== ACTIVITY ==
Leave out every line before the one containing "target | sky", and repeat the rest of the material below exactly, that line included.

== DATASET RECORDS ==
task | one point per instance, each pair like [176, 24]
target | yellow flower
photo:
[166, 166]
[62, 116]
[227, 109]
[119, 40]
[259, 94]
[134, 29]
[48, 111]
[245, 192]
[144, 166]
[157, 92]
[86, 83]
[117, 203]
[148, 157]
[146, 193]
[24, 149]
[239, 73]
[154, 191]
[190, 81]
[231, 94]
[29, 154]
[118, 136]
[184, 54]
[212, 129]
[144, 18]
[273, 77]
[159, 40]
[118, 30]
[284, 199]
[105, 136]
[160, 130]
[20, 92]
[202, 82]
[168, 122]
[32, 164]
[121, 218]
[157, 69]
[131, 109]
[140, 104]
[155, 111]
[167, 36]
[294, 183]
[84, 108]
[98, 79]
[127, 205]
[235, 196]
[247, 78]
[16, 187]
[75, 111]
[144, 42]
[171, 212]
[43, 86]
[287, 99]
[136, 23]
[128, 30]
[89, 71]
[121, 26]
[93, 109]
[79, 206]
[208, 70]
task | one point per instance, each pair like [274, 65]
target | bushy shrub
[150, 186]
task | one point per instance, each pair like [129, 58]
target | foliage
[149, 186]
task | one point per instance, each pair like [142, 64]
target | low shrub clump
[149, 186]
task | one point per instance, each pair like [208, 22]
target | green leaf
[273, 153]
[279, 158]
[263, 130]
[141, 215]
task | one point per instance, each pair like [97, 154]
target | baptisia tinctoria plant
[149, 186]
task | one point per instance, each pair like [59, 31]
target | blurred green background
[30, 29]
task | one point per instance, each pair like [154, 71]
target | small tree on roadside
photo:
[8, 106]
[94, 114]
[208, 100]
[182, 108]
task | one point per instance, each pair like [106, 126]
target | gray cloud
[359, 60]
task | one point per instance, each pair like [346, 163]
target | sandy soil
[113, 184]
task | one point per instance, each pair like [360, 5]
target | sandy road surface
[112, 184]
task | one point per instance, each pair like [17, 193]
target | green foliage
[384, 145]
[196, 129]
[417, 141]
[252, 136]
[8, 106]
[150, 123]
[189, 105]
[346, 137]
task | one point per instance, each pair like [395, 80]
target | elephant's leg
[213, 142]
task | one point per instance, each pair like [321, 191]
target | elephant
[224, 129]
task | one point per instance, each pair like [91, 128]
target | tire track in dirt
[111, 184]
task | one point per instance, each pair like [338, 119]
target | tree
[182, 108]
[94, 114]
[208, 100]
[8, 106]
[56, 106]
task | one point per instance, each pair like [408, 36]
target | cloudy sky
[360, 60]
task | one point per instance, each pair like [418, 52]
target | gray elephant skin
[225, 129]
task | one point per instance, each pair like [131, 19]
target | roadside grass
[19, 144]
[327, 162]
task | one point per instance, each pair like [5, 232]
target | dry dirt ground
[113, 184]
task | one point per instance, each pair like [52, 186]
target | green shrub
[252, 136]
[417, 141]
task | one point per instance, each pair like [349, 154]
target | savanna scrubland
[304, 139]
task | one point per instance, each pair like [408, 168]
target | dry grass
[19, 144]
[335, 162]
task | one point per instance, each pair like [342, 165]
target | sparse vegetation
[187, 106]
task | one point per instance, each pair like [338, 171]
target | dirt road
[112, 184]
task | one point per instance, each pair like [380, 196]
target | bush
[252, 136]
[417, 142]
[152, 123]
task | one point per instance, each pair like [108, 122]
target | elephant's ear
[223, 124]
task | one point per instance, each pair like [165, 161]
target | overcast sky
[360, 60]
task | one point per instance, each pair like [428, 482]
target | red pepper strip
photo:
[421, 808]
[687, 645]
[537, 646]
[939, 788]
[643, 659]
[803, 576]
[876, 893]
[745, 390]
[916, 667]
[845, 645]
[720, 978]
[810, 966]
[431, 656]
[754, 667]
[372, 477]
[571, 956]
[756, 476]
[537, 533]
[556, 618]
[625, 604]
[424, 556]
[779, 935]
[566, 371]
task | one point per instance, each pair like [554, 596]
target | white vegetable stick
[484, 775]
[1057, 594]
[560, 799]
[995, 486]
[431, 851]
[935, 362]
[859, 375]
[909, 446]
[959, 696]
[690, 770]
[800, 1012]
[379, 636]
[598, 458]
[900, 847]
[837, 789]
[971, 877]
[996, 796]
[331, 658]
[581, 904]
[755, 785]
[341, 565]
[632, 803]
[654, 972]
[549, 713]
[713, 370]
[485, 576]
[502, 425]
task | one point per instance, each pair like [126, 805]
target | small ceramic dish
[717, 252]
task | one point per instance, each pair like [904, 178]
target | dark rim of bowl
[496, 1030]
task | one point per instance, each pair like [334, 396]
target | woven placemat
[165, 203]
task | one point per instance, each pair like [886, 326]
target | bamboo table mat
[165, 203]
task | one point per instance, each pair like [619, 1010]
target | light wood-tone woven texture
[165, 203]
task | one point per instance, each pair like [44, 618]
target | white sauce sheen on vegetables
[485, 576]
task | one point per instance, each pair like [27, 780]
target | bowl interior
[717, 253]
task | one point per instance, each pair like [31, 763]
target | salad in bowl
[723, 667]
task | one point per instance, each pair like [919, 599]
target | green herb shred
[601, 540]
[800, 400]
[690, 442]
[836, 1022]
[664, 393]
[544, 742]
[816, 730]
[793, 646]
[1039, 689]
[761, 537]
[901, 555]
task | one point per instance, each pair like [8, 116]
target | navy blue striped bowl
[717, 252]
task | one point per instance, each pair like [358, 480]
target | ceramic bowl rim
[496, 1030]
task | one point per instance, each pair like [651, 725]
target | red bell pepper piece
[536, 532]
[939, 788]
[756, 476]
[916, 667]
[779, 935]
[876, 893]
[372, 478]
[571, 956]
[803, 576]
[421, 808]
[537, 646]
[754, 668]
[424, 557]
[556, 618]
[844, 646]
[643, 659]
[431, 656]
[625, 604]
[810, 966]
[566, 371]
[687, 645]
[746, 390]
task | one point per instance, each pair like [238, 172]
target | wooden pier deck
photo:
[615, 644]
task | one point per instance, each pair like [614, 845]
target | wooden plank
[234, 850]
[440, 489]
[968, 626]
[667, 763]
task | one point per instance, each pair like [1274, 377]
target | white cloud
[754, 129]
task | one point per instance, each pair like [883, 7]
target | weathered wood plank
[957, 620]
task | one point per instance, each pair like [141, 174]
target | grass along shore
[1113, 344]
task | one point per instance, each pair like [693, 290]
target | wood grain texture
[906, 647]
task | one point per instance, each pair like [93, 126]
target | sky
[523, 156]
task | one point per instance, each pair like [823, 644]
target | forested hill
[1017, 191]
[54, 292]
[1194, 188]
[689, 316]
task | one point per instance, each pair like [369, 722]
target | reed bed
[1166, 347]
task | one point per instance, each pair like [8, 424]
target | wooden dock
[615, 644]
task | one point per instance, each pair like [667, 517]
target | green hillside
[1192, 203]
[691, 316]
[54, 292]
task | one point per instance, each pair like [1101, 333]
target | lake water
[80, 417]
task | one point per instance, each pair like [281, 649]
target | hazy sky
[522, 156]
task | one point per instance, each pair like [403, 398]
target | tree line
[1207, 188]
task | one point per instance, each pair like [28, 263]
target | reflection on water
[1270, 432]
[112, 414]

== WRITTEN SOLUTION ==
target | sky
[523, 156]
task | one point per instance, each pair like [823, 644]
target | forested hill
[1017, 191]
[54, 292]
[1194, 188]
[689, 316]
task | one point per instance, each pair like [369, 722]
target | reed bed
[1166, 347]
task | one point per instance, each pair like [8, 424]
target | wooden dock
[615, 644]
task | one point per instance, each pair like [667, 517]
target | green hillside
[1192, 203]
[691, 316]
[54, 292]
task | one point per instance, each pair like [1101, 333]
target | lake water
[80, 417]
task | one point per instance, each pair like [281, 649]
target | hazy sky
[522, 156]
task | one point per instance, each pair like [403, 398]
target | tree line
[1207, 188]
task | one point per instance, each pair like [28, 263]
target | reflection on water
[1270, 432]
[112, 414]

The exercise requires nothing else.